Rewrite every row below, substituting "outline" for "segment" wherever it occurs and leaving everything else as it is.

Provided data:
--------------------------------
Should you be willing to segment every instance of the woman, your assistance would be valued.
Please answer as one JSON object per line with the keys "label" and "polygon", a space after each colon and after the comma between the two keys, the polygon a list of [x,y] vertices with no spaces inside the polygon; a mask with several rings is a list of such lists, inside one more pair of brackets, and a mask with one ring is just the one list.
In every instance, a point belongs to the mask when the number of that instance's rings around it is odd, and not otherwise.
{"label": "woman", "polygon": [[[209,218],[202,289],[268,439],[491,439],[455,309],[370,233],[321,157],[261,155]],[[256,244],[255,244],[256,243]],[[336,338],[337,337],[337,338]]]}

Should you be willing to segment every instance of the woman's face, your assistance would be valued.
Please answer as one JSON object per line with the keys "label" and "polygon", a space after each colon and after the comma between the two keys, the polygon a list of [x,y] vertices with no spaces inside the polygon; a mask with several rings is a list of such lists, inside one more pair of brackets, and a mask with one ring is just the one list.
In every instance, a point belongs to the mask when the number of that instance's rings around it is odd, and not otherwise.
--------------------------------
The response:
Should you be willing to outline every instance of the woman, your assistance would be valued.
Please answer as one JSON object per line with the keys "label" and "polygon", a space after each colon and after the comma between the two keys, the polygon a list of [x,y] vertices with no spaces inside the polygon; a mask with several rings is a list of such lists, inside one more pair of brackets, and a mask with one ring is just the one list.
In every instance, a point belongs to the mask when the number of that instance's rings around it is odd, and not otherwise.
{"label": "woman", "polygon": [[[209,218],[202,289],[268,439],[491,439],[455,309],[370,233],[321,157],[261,155]],[[256,244],[255,244],[256,243]],[[336,338],[337,337],[337,338]]]}

Should you be willing to outline every instance of the woman's face, your assistance would be valued.
Please answer as one JSON object per line with the keys "label" and "polygon", a space after each colon and after the comma between the two keys, the polygon a list of [x,y] vertices with no spaces inside the polygon; a mask with several rings is a list of such lists, inside one more pair of brackets, and a mask with one ring is just the one list.
In every instance, a point belongs to the mask when the number of that instance's rings around it is odd, and not otherwise.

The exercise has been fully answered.